◆ TASK TO CARRY OUT: Nothing is to be altered. Print each record in full.
RECORDS PROVIDED Start Marker
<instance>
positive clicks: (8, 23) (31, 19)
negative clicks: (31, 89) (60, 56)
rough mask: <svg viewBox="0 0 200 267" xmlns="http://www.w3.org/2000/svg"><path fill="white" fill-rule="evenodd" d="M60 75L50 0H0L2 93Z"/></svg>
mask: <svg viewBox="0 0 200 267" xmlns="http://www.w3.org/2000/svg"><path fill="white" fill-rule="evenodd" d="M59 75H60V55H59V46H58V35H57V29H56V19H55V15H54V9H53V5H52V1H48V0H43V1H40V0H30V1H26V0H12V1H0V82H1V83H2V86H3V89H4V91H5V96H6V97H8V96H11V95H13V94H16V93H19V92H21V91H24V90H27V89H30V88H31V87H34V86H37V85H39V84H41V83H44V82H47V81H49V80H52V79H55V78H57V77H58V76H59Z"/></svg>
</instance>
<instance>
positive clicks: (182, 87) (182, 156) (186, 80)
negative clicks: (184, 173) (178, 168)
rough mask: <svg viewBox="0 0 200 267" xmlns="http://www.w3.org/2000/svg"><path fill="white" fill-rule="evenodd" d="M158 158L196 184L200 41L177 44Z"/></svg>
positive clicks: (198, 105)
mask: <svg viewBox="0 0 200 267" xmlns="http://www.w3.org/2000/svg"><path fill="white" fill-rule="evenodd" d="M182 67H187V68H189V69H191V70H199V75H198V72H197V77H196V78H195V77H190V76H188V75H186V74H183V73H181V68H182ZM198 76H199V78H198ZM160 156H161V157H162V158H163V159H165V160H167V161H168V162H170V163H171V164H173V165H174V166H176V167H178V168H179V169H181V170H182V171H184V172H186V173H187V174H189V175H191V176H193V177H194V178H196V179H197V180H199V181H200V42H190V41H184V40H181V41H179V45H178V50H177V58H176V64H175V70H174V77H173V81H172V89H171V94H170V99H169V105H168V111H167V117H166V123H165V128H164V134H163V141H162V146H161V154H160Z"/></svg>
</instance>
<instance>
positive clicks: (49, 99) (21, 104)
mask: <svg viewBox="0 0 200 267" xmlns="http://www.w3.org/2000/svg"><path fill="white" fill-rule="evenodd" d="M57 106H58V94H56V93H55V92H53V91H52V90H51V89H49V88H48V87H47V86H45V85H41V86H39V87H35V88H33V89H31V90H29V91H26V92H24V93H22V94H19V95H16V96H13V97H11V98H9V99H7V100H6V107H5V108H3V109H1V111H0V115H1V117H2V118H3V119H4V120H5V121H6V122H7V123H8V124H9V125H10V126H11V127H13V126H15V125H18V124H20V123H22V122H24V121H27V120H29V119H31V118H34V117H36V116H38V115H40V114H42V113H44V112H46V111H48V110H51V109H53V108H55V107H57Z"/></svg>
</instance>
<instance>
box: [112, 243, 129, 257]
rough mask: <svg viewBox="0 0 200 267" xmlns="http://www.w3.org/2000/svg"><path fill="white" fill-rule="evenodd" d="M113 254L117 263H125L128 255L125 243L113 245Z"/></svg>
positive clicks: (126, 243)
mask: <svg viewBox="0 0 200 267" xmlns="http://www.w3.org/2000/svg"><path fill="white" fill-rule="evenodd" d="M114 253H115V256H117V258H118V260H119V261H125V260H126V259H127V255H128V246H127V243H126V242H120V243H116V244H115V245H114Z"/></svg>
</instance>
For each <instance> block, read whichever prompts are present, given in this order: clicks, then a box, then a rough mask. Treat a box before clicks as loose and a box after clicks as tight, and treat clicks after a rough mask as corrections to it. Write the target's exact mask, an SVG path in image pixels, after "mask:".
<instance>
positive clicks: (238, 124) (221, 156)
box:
RECORDS PROVIDED End Marker
◆ EXERCISE RESPONSE:
<instance>
positive clicks: (8, 23) (31, 19)
negative clicks: (31, 89) (60, 56)
rough mask: <svg viewBox="0 0 200 267" xmlns="http://www.w3.org/2000/svg"><path fill="white" fill-rule="evenodd" d="M60 75L50 0H0L2 93Z"/></svg>
mask: <svg viewBox="0 0 200 267" xmlns="http://www.w3.org/2000/svg"><path fill="white" fill-rule="evenodd" d="M59 75H60V55H59V46H58V35H57V29H56V19H55V15H54V9H53V5H52V1H48V0H43V1H40V0H30V1H26V0H12V1H0V82H1V83H2V86H3V89H4V91H5V96H6V97H8V96H11V95H13V94H16V93H19V92H21V91H24V90H27V89H30V88H31V87H34V86H37V85H39V84H41V83H44V82H47V81H49V80H52V79H55V78H57V77H58V76H59Z"/></svg>
</instance>
<instance>
positive clicks: (182, 87) (182, 156) (186, 80)
negative clicks: (184, 173) (178, 168)
rough mask: <svg viewBox="0 0 200 267" xmlns="http://www.w3.org/2000/svg"><path fill="white" fill-rule="evenodd" d="M158 158L196 184L200 41L177 44Z"/></svg>
positive clicks: (198, 105)
mask: <svg viewBox="0 0 200 267" xmlns="http://www.w3.org/2000/svg"><path fill="white" fill-rule="evenodd" d="M182 67H187V68H189V69H191V70H199V75H198V72H197V77H196V78H195V77H190V76H188V75H186V74H183V73H181V68H182ZM198 76H199V78H198ZM160 156H161V157H162V158H163V159H165V160H167V161H168V162H170V163H171V164H173V165H174V166H176V167H178V168H179V169H181V170H182V171H184V172H186V173H187V174H189V175H191V176H193V177H194V178H196V179H197V180H199V181H200V42H190V41H184V40H181V41H179V45H178V50H177V58H176V64H175V70H174V77H173V81H172V89H171V94H170V99H169V105H168V111H167V117H166V123H165V128H164V134H163V141H162V146H161V154H160Z"/></svg>
</instance>
<instance>
positive clicks: (49, 99) (21, 104)
mask: <svg viewBox="0 0 200 267" xmlns="http://www.w3.org/2000/svg"><path fill="white" fill-rule="evenodd" d="M57 106H58V94H56V93H55V92H53V91H52V90H51V89H49V88H48V87H47V86H45V85H41V86H39V87H35V88H33V89H31V90H29V91H26V92H24V93H22V94H19V95H16V96H13V97H11V98H9V99H7V100H6V107H5V108H3V109H1V111H0V115H1V117H2V118H3V119H4V120H5V121H6V122H7V123H8V124H9V125H10V126H11V127H13V126H15V125H18V124H20V123H22V122H24V121H27V120H29V119H31V118H34V117H36V116H38V115H40V114H42V113H44V112H46V111H48V110H51V109H53V108H55V107H57Z"/></svg>
</instance>
<instance>
box: [112, 243, 129, 257]
rough mask: <svg viewBox="0 0 200 267" xmlns="http://www.w3.org/2000/svg"><path fill="white" fill-rule="evenodd" d="M113 254L117 263H125L128 255L125 243L113 245Z"/></svg>
positive clicks: (126, 243)
mask: <svg viewBox="0 0 200 267" xmlns="http://www.w3.org/2000/svg"><path fill="white" fill-rule="evenodd" d="M114 253H115V256H117V258H118V260H119V261H125V260H126V259H127V255H128V246H127V243H126V242H120V243H116V244H115V245H114Z"/></svg>
</instance>
For each <instance> block, read whichever prompts are present, given in this order: clicks, then a box, then a rough mask. Treat a box before clicks as loose and a box after clicks as tight, and treat clicks after a rough mask as corrections to it. Write the target's exact mask, an SVG path in image pixels, after "mask:".
<instance>
positive clicks: (238, 124) (221, 156)
box:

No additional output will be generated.